Sobre todo, falta de definición, y por
tanto de conocimiento, respecto del concepto, de la idea, de la figura, de “persona”.
Nada tan común y corriente en nuestro
tiempo como el desconocimiento, no sólo epístémico, sino estimativo y práctico
de la persona –en una especia de helada del espíritu respecto de la
consideración que unos hombres tienen por los otros, cuyo núcleo habría que
buscarlo en la moral del utilitarismo.
Así, nos encontramos el día de hoy ante los
turbiones de la modernidad líquida, cuyo clima de borrasca y de tormenta se
anuncia detrás de subliminales arcoíris y falsos coloretes. Se trata de la
semántica líquida, del reino donde, a partir del uso repetido de la propaganda
no menos subliminal y la vanguardia estética, las palabras pierden sus
significados propios para volverse equívocas, juntando dos vocablos
extremadamente alejados entre sí hasta volverlos uno -como querían los
surrealistas. Así, los conceptos rectores de la vida práctica y por tanto de la
plenitud humana se vuelven tan movibles que llegan al grado de convertirse en
sus contrarios, abarcando una extensión que le es impropia y una intención,
como repito, equívoca. Y así, los ambiguos triángulos de convivencia promovidos
por la promiscuidad o por el colectivismo, donde conviven alegremente en
sociedad sexual el yo, el tu y los otros, se le hace entrar a un concepto que
bien a bien lo repugna, en el fondo para una muy cuestionable vindicación
social de costumbres milenariamente consideradas como deletéreas y disolventes
de la raíz misma de los social. Es el triunfo superrealista de la disolución
del lenguaje, pues, lo que acarrea paralelamente si no el encumbramiento de los
disolutos si al menos el exhibicionismo
laureado de sus costumbres, en un ya cínico premio al mal.
IV
Se trata en resumen del colosal intento, tan
conforme con la rebeldía de lo moderno, de poner en el centro lo excéntrico, lo
superficial, lo extremo, lo contingente, lo existencial, lo frívolo. Su paradójica
batalla ha sido lenta, pero rentable: desde el la consolidación de la figura
del rebelde agasajado hasta su manifestación estética en la fatuidad de las
vanguardias artísticas, que en nombre de la genialidad consagran la puntada y
la ocurrencia en franco desdén de la espiritualidad de la obra y de la maestría.
Tendencia que culmina ahora con un franco boquete, un hoyo negro, que se abre
en medio del derecho con la peregrina idea de los matrimonios homosexuales, que
no ha lugar.
Las olas altas de la modernidad líquida no
harán con ello sino encresparse, en una galopante indeterminación semántica que
arrastrará en su resaca al derecho mismo, la constitución misma de los derechos
humanos, cuyo capítulo concerniente al derecho a la libertad de acción y
pensamiento se revela como un mero contrato que no compromete esencialmente a
la persona, como un derecho a relativizar la palabra misma y a una libertad a
todos inferior, descendente, motivada por los impulsos e instintos primarios de
la especie y además desviados. Secularización desviada y sin espiritualidad
alguna, es verdad, que nos enfrentará, tarde o temprano, a un clima de borrasca
y de tormenta, quiero decir, de pérdida y de extravío generalizado.

Datos mostrados:
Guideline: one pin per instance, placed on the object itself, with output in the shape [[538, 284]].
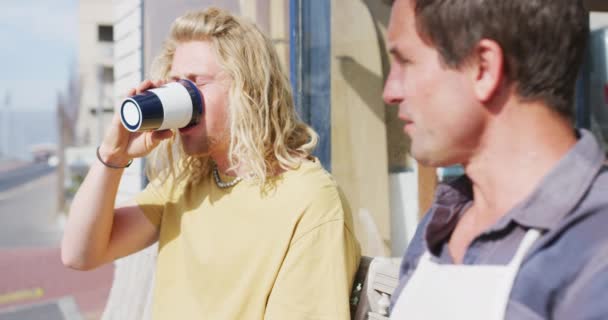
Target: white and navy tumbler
[[175, 105]]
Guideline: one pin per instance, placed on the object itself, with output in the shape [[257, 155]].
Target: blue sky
[[39, 46]]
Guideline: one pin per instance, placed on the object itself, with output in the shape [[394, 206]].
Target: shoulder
[[317, 194]]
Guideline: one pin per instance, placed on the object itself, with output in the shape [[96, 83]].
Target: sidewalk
[[33, 276]]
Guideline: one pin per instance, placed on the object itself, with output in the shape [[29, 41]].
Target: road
[[34, 284]]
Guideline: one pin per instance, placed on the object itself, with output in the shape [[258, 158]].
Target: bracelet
[[109, 165]]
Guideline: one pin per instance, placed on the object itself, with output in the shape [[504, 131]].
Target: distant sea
[[19, 130]]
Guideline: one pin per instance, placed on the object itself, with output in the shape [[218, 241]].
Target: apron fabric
[[467, 292]]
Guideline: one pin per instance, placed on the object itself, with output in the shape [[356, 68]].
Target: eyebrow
[[394, 52], [190, 76]]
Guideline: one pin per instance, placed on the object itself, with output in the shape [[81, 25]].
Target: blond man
[[249, 224]]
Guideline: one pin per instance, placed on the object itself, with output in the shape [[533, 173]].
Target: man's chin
[[196, 153]]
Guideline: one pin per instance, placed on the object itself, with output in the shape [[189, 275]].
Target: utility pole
[[6, 126]]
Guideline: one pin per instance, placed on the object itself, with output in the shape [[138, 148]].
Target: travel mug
[[174, 105]]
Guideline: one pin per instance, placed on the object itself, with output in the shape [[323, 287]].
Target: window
[[105, 33], [107, 75]]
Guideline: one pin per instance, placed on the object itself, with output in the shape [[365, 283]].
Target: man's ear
[[487, 63]]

Problema breve A: Según el texto sobre la modernidad líquida, ¿qué hace que las palabras pierdan sus significados propios? Explícalo en una a tres oraciones.
Problema breve B: Reproduce, por favor, el fragmento del texto sobre la modernidad líquida que empieza en "Las olas altas" y termina en "de extravío generalizado.".
Los datos provienen de otra fuente.

Respuesta A: Según el texto, las palabras pierden sus significados propios y se vuelven equívocas por el uso repetido de la propaganda, no menos subliminal, y por la vanguardia estética. Así se juntan vocablos extremadamente alejados entre sí hasta volverlos uno, como querían los surrealistas.

Respuesta B:
Las olas altas de la modernidad líquida no
harán con ello sino encresparse, en una galopante indeterminación semántica que
arrastrará en su resaca al derecho mismo, la constitución misma de los derechos
humanos, cuyo capítulo concerniente al derecho a la libertad de acción y
pensamiento se revela como un mero contrato que no compromete esencialmente a
la persona, como un derecho a relativizar la palabra misma y a una libertad a
todos inferior, descendente, motivada por los impulsos e instintos primarios de
la especie y además desviados. Secularización desviada y sin espiritualidad
alguna, es verdad, que nos enfrentará, tarde o temprano, a un clima de borrasca
y de tormenta, quiero decir, de pérdida y de extravío generalizado.